- _What needs to be done_
Repeat word for word the stretch of lines from the one containing "segment: bare soil" through the end of the Records.

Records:
● ● ●

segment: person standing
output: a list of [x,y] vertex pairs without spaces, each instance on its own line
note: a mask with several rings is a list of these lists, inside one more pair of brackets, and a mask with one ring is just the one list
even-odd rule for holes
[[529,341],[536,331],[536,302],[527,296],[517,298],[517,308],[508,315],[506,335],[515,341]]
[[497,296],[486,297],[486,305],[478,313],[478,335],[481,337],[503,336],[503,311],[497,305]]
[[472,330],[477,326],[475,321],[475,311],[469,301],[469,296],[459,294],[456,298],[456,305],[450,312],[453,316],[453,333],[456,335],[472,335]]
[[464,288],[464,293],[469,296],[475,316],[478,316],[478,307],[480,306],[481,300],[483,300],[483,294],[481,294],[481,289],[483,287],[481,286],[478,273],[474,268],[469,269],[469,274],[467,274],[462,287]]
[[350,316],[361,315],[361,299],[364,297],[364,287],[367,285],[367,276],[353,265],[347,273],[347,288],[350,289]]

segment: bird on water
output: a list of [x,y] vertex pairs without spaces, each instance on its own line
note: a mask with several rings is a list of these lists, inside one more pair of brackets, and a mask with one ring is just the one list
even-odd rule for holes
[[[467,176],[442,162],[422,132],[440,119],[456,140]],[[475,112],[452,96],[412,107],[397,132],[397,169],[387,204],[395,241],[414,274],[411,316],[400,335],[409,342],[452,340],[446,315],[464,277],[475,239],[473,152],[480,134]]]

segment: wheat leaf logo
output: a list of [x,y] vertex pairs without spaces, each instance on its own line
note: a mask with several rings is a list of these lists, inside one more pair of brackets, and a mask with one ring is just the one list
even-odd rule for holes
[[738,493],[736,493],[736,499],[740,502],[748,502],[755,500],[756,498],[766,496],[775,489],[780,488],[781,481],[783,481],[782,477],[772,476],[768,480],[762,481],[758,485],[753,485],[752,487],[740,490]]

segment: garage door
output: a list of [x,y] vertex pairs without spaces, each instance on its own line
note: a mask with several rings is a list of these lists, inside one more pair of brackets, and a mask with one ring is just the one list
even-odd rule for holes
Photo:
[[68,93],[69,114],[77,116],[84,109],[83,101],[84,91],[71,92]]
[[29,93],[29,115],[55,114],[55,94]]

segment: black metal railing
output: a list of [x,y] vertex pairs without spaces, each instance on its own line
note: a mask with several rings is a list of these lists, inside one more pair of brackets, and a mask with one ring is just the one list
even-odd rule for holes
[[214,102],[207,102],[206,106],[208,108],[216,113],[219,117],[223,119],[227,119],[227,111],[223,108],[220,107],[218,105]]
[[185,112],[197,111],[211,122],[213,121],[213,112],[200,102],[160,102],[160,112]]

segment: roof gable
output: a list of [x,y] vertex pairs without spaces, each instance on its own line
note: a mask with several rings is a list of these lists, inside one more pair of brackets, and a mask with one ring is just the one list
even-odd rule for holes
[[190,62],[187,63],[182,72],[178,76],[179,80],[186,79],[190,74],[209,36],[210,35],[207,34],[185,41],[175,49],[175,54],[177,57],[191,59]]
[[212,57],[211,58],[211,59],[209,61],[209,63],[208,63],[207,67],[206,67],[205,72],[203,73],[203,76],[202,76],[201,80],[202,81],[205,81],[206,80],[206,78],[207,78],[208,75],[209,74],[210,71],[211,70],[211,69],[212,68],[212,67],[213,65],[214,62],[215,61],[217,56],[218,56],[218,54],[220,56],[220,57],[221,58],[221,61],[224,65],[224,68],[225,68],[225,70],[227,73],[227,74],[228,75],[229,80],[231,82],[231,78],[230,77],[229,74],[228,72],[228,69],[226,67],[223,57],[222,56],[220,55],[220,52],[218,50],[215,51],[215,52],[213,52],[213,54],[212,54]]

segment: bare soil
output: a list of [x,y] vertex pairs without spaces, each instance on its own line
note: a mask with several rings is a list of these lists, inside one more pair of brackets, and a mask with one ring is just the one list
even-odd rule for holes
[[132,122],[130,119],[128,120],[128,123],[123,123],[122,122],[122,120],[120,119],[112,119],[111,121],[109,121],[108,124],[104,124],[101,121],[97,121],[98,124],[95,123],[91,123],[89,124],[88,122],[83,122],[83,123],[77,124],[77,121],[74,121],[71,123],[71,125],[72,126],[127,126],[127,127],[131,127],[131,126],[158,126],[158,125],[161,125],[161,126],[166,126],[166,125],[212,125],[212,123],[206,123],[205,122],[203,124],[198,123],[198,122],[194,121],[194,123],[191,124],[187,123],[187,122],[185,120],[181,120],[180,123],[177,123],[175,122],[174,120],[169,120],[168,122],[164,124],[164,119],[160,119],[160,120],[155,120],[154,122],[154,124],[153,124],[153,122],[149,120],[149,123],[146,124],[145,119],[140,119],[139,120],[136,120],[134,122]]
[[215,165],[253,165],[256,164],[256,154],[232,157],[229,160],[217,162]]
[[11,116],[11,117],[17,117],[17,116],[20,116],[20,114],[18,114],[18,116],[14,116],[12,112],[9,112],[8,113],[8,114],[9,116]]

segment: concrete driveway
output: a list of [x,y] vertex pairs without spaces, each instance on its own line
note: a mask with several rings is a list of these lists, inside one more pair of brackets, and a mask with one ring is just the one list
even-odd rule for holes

● ● ●

- _Answer to the task_
segment: bare soil
output: a list of [x,y] vertex pairs without spaces, each instance on its own line
note: a mask with several rings is a list of these lists, inside one more pair of brackets, and a mask with one ring is just the one list
even-odd rule for holes
[[132,122],[130,119],[128,120],[128,123],[123,123],[122,122],[122,120],[120,119],[112,119],[111,121],[109,121],[108,124],[104,124],[101,121],[97,121],[98,124],[95,123],[91,123],[89,124],[88,122],[83,122],[83,123],[77,124],[77,121],[74,121],[71,123],[71,125],[72,126],[127,126],[127,127],[131,127],[131,126],[158,126],[158,125],[161,125],[161,126],[166,126],[166,125],[212,125],[212,123],[206,123],[205,122],[203,124],[198,123],[198,122],[194,121],[194,123],[191,124],[187,123],[187,122],[185,120],[181,120],[180,123],[177,123],[175,122],[174,120],[169,120],[168,122],[164,124],[164,119],[160,119],[160,120],[155,120],[154,122],[154,124],[153,124],[153,122],[149,120],[149,123],[146,124],[145,119],[140,119],[139,120],[136,120],[134,122]]
[[215,165],[253,165],[256,164],[256,154],[232,157],[229,160],[217,162]]
[[11,116],[11,117],[17,117],[17,116],[20,116],[20,114],[18,114],[18,116],[14,116],[12,112],[9,112],[8,113],[8,114],[9,116]]

segment: concrete driveway
output: a list of [x,y] vertex pairs without spaces, each instance on its own line
note: a mask with several rings is a list of these lists, inside one more pair of brackets, and a mask with one ring is just the one list
even-odd rule for holes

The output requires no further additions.